▸ Set problem: Can you transcribe every line exactly and leave the pictures behind?

▸ Provided data:

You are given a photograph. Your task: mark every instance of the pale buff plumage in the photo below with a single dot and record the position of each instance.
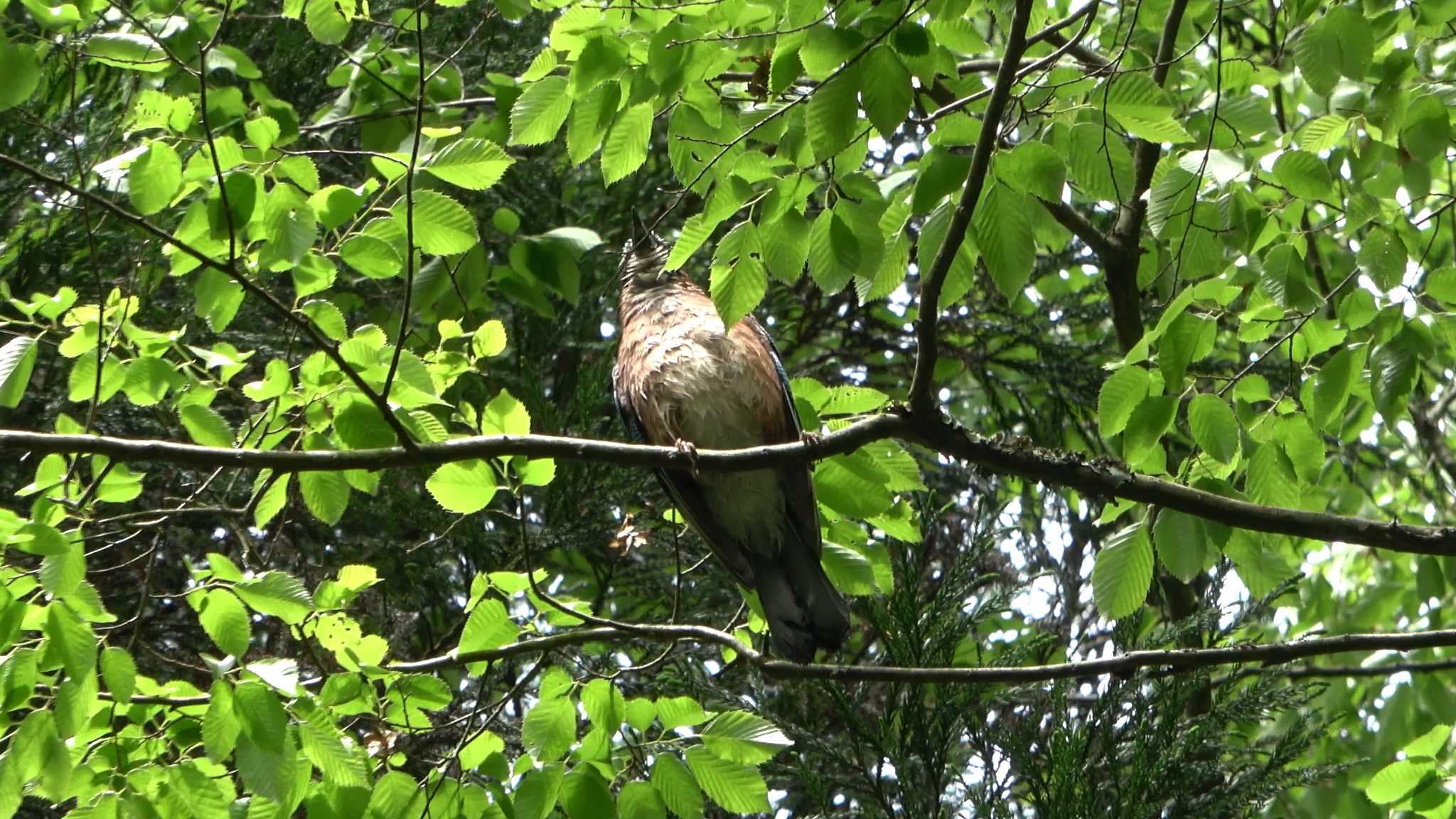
(683, 379)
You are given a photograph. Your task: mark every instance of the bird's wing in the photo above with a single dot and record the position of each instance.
(689, 499)
(797, 481)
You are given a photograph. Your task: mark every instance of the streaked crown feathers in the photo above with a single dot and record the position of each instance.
(644, 255)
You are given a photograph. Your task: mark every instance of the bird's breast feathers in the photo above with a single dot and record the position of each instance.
(690, 379)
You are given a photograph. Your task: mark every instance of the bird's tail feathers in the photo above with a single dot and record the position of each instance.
(801, 605)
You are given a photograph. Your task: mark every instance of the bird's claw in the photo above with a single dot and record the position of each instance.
(686, 448)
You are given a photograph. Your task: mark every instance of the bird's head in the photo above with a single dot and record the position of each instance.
(644, 258)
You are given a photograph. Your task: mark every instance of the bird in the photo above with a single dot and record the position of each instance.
(686, 381)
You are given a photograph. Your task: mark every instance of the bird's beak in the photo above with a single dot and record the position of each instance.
(638, 229)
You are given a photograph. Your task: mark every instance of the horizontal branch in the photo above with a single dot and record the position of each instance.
(1123, 665)
(1096, 478)
(839, 442)
(1111, 480)
(226, 269)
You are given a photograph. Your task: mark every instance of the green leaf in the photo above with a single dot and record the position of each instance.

▸ Output of the exercise:
You are given a photograph. Your task: mark every instance of the pale buff plumage in the photo below with a single dot and record the position of each instance.
(683, 379)
You are given a photograph. Your task: mark every instance of the bird's wing in the photo above with a single dot and record the position of each instance.
(689, 499)
(797, 481)
You are given a photograph. Your task: mark every instance of the streaked crown feathers in the photo above with a single dot and record the position of each instance.
(644, 255)
You are given a photograph. Your task: mark every instance of the bird's breast feathers in the photo above with a single dot and record the position of each instance.
(690, 379)
You are given a photograph. Your task: mark every instance of the bird's tail feathers in the photo above with a single dot and record the position of each instance.
(801, 605)
You are given a photograph. Your task: mark every instance of the bird's claw in the photo above with a single dot and record the position of each instance.
(686, 448)
You are given a photograph. Your task: mark every instance of the bird's head in the photo above with a single dot and record the position of each instance.
(644, 258)
You are given a photograph. Your task: mark every instance of the bird in the photo above with a single dot and record the position of each instance.
(686, 381)
You are given a photograph. Your task: mark every instance of the bird's beak in the photo above with a single dot and record the position of each instance.
(638, 229)
You are given a photograph. Your task: mark every instance of the horizontal branch in the photo above with a single dot and record the position of each instance.
(1123, 665)
(1096, 478)
(839, 442)
(1111, 480)
(226, 269)
You are given a photograph. Your task: mark every instance of the green leaf in the photo above with a single dot and record the position of each instance.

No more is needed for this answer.